WHAT IS EXPECTED | Write out the records word for word, from the line containing "TARGET = weathered paint" through the end of the records, keeping both ends. Leave the pictures out of your answer.

[Labeled-object pointing entries]
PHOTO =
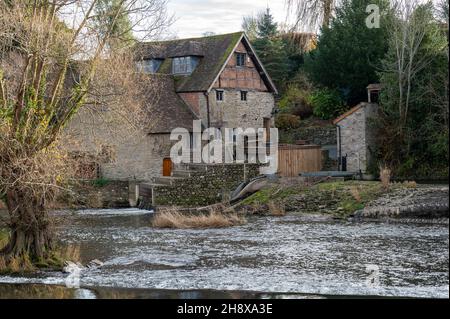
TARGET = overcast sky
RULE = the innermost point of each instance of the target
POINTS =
(195, 17)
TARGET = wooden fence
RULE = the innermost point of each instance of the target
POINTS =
(295, 159)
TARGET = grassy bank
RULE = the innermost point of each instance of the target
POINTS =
(171, 218)
(340, 198)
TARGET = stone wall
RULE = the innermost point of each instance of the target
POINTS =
(93, 194)
(232, 112)
(356, 138)
(207, 186)
(132, 153)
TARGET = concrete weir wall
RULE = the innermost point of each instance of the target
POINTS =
(204, 185)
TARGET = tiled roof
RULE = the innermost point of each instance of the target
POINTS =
(212, 50)
(169, 111)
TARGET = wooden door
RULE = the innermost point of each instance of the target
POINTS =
(167, 167)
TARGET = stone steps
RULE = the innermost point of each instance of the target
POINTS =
(166, 180)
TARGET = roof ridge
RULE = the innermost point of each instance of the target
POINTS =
(192, 38)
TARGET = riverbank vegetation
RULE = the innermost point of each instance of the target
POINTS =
(407, 54)
(43, 85)
(337, 198)
(171, 218)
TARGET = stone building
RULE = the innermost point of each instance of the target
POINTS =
(218, 80)
(355, 137)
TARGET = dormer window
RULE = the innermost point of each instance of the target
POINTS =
(184, 64)
(149, 65)
(219, 95)
(240, 59)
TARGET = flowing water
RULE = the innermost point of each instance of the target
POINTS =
(291, 256)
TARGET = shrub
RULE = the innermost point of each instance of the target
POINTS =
(296, 101)
(100, 182)
(385, 176)
(276, 209)
(287, 121)
(327, 104)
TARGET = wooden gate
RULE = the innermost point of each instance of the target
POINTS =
(296, 159)
(167, 167)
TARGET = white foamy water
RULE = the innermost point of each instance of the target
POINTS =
(291, 254)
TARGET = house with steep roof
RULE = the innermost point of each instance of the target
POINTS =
(218, 80)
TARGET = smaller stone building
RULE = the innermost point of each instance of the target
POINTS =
(356, 137)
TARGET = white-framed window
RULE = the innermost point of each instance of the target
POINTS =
(244, 95)
(219, 95)
(184, 64)
(149, 65)
(240, 59)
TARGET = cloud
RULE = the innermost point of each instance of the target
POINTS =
(195, 17)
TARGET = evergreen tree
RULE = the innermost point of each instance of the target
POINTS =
(348, 53)
(267, 27)
(271, 48)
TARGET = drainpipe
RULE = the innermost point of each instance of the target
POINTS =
(207, 109)
(340, 147)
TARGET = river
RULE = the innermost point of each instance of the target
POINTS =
(293, 256)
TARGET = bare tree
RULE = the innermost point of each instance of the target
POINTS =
(55, 61)
(311, 14)
(409, 23)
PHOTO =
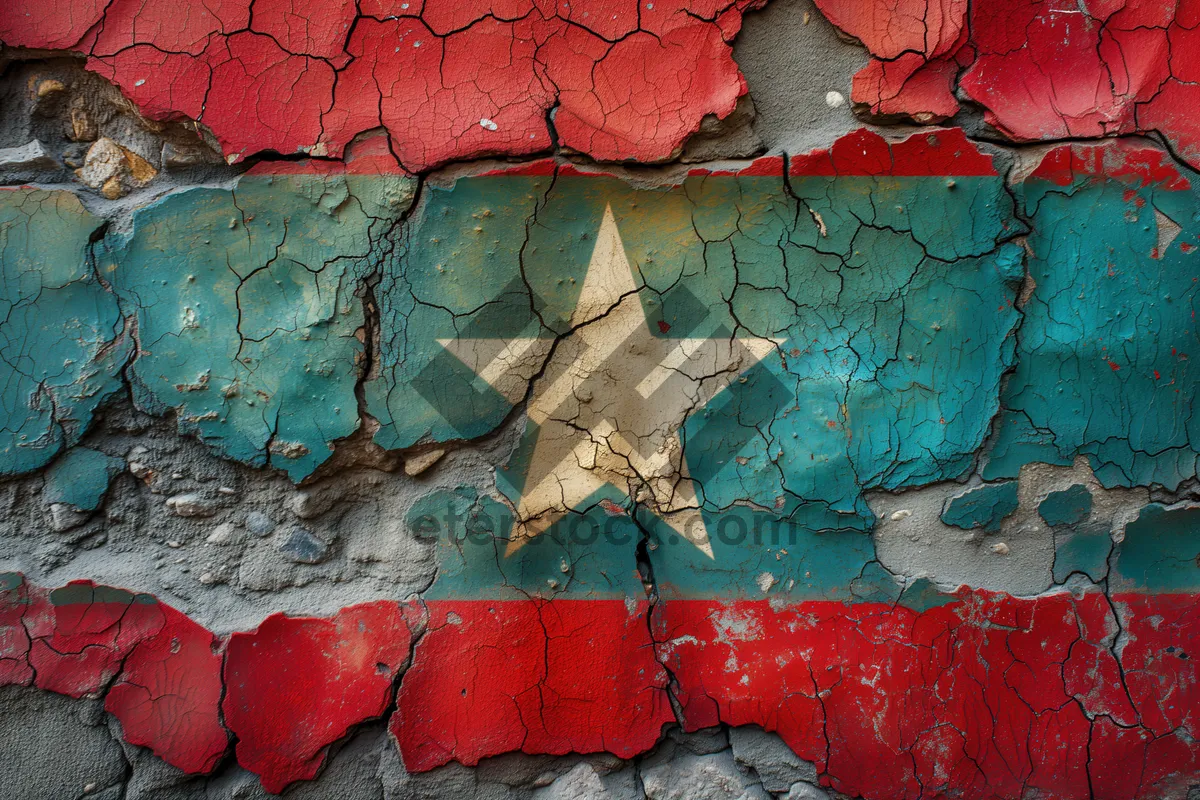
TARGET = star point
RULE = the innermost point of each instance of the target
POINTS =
(610, 401)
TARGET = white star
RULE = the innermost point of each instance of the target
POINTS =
(611, 401)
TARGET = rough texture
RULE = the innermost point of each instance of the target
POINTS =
(707, 445)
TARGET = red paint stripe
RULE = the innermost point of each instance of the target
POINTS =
(985, 696)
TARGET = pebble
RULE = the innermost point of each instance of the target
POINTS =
(303, 547)
(259, 524)
(190, 505)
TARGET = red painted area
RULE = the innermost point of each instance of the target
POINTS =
(15, 669)
(81, 633)
(539, 677)
(1041, 68)
(1119, 160)
(985, 696)
(945, 152)
(916, 46)
(990, 696)
(297, 685)
(1057, 70)
(449, 80)
(169, 693)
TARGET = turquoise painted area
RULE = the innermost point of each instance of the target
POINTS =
(895, 322)
(984, 506)
(589, 555)
(61, 344)
(249, 308)
(1161, 552)
(81, 477)
(1067, 507)
(1104, 365)
(1084, 549)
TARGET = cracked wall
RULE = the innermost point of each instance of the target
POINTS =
(599, 400)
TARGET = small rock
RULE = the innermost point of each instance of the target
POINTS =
(771, 758)
(83, 128)
(421, 462)
(49, 86)
(114, 169)
(64, 517)
(31, 156)
(300, 546)
(807, 792)
(190, 505)
(259, 524)
(187, 155)
(225, 534)
(312, 503)
(700, 777)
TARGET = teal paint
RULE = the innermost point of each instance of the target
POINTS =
(984, 506)
(249, 305)
(1067, 507)
(1084, 549)
(1104, 367)
(895, 324)
(61, 344)
(81, 477)
(1161, 552)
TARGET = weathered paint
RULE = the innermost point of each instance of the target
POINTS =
(61, 343)
(449, 80)
(1039, 70)
(81, 477)
(546, 649)
(861, 265)
(1109, 325)
(984, 506)
(249, 304)
(297, 685)
(549, 650)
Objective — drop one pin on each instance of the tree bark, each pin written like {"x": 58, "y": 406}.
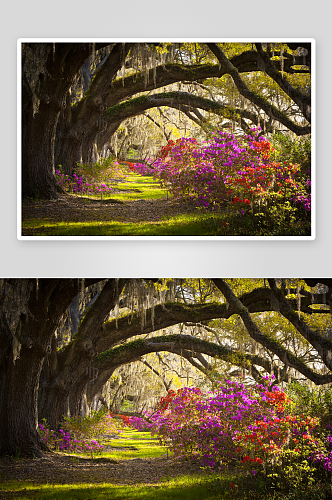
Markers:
{"x": 22, "y": 358}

WRITTEN REPLY |
TARGET = weathered paint
RULE = the innermost point of each instance of the target
POINTS =
(61, 343)
(449, 80)
(1039, 70)
(81, 477)
(546, 649)
(861, 265)
(1109, 325)
(984, 506)
(249, 304)
(297, 685)
(549, 650)
Objective — drop one pin on each instance of the tree bark, each pin written like {"x": 58, "y": 406}.
Markers:
{"x": 22, "y": 358}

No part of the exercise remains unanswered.